### PASSAGE TO READ
◇ ◇ ◇ ◇
X: So where is the cleantech investment ecosystem headed, more broadly?

AP: We need a lot more excitement around cleantech for people to jump into cleantech. The ecosystem is just so small right now, also for the services people. MIT is in the forefront, UMass is also there, and there are a lot of professionals from the IT side.

MassCEC is trying to do more project finance stuff. For example, you build a wind turbine that’s sexy, and nobody wants to build it, so you take the risk. Some new models will emerge that are more like a hedge fund. But the [limited partner] business is such that they don’t have a clean bucket for that. You’re either doing venture debt, or private equity, or a hedge fund. The question for our industry is, what is the real exit, what is that multiple you expect to get? I don’t know all the answers. You’ll see a lot more deals tied up with strategic investors—VCs will go into a company alongside GE’s or Siemens’s venture group.

Even though the capital intensity might be $30-40 million to get to break-even, and I’m putting in a sliver of $500K in a $2 million round, it’s really great engineering. Take Solartrec [a solar startup based in Somerville, MA]. The goal is to get to the prototype. By mid-next year, they’ll go out to raise a $5-10 million round. The goal is to move the needle now. For a Series A investor, that makes total sense. They need to see the proof of concept here. The runway from there is still probably another $20 million beyond that. But the metrics are in line with what cleantech folks are getting used to these days. These are not software metrics—you don’t build a company for $20 million all in. But the remainder could be done through government loan guarantee programs, and venture debt can be used.
◇ ◇ ◇ ◇
### RECORDED DATA
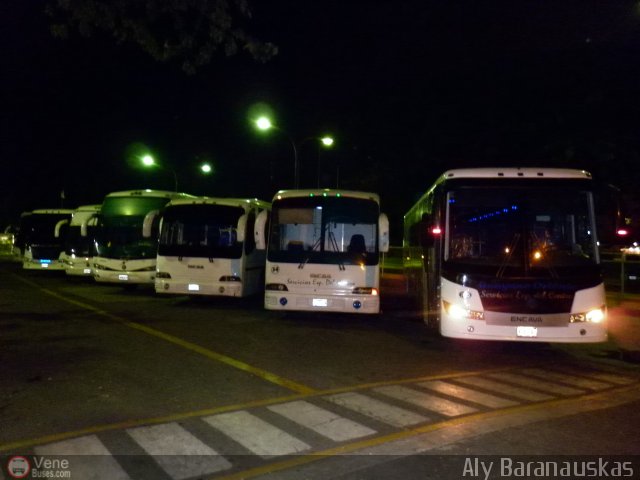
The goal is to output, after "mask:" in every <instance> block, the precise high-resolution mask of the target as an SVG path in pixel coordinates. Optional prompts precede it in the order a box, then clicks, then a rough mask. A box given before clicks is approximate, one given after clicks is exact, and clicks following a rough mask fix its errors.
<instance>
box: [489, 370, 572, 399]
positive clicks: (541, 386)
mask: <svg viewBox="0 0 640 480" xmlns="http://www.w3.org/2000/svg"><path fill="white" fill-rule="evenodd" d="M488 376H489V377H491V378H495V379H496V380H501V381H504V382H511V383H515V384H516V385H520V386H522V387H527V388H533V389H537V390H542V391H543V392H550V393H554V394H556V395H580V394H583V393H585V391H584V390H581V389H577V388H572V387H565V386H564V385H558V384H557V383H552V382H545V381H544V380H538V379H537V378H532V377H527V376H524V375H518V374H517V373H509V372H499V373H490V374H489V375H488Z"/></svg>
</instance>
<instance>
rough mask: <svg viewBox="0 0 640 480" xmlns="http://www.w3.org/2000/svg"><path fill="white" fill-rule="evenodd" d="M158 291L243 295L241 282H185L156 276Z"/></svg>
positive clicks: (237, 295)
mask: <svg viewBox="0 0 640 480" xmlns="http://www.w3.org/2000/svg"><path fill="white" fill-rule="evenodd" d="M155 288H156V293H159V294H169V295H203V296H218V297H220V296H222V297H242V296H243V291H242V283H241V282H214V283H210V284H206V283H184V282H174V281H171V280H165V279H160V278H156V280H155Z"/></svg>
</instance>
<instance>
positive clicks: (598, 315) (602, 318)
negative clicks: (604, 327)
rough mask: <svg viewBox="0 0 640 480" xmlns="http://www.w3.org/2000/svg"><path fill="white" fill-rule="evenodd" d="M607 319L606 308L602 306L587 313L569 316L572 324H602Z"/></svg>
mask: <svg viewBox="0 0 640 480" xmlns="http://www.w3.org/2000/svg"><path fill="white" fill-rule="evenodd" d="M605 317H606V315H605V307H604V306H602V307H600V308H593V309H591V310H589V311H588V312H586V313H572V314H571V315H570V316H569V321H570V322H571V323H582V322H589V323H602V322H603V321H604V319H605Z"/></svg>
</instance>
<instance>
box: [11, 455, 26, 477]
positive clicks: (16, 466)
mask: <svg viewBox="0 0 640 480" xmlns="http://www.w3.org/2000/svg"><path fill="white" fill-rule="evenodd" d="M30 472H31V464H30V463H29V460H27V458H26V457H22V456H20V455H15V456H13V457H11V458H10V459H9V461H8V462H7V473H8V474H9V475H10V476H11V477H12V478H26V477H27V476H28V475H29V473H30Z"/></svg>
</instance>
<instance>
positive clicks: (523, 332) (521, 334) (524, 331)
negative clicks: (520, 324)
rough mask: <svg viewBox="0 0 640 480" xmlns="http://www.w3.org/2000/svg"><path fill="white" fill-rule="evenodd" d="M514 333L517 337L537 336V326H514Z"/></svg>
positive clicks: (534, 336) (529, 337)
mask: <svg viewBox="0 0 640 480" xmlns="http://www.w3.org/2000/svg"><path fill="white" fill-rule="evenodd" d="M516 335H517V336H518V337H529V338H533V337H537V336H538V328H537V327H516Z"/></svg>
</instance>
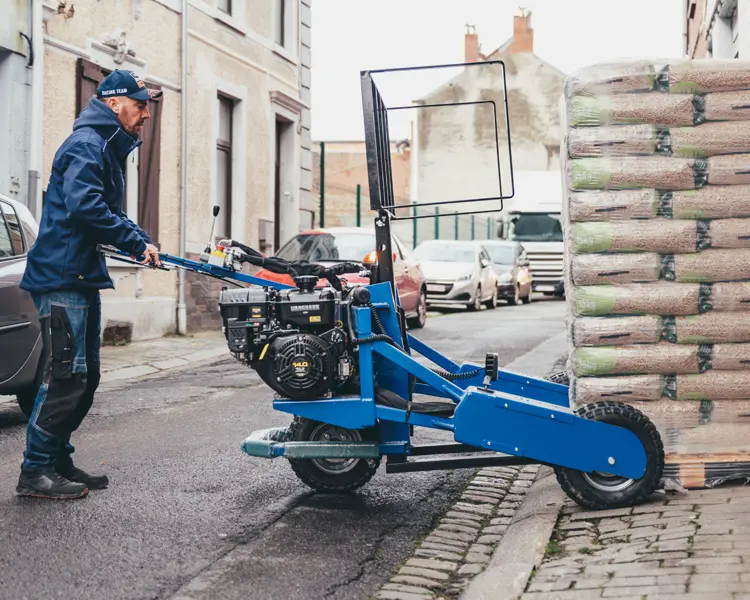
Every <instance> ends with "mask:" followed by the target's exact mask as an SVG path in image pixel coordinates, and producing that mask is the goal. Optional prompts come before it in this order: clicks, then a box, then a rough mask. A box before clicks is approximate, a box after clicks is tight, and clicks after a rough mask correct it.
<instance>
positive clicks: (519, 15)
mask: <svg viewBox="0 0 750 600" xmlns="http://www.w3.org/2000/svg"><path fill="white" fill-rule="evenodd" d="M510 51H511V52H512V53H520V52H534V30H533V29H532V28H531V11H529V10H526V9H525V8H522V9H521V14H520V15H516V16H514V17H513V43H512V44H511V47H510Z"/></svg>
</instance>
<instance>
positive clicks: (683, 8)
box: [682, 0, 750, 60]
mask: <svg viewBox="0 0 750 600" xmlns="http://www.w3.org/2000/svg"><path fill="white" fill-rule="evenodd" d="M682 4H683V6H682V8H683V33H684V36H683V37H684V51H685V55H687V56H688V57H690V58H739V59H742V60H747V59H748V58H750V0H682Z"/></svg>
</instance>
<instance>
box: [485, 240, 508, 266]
◇ ◇ ◇ ◇
### ACTIVITY LIST
• 1. Copy out the records word for word, from their start through the line holding "positive clicks: (541, 386)", both ends included, and leave out any pictures.
• 2. Carry on the interview about cleantech investment from its last sentence.

### RESULTS OF THE EXERCISE
• 1.
The goal is to output, after "mask:" in every <instance> block, the precise high-resolution mask of the target as an SVG path in pixel coordinates. Optional prompts precede it in the order a box, then clicks, then a rough mask. A box given before clicks is approximate, one given after clicks is exact, and clicks following a rough mask fix its errors.
<instance>
box: [489, 370, 572, 399]
positive clicks: (541, 386)

• 2.
X: How will you gauge the success of your investments, and your fund?

AP: One success metric is, who is the handoff to? Who are the top-tier investors I was able to bring in? Another is if the company’s successful, what did they do for that particular area—whether it’s algae, or biofuels. Did they move the needle, did they become thought leaders? Are they looked to as the next big emerging company? And the jobs they created. Ultimately if you’re going to be sustainable, you’re going to create some jobs, whether they’re higher engineering jobs or manufacturing jobs.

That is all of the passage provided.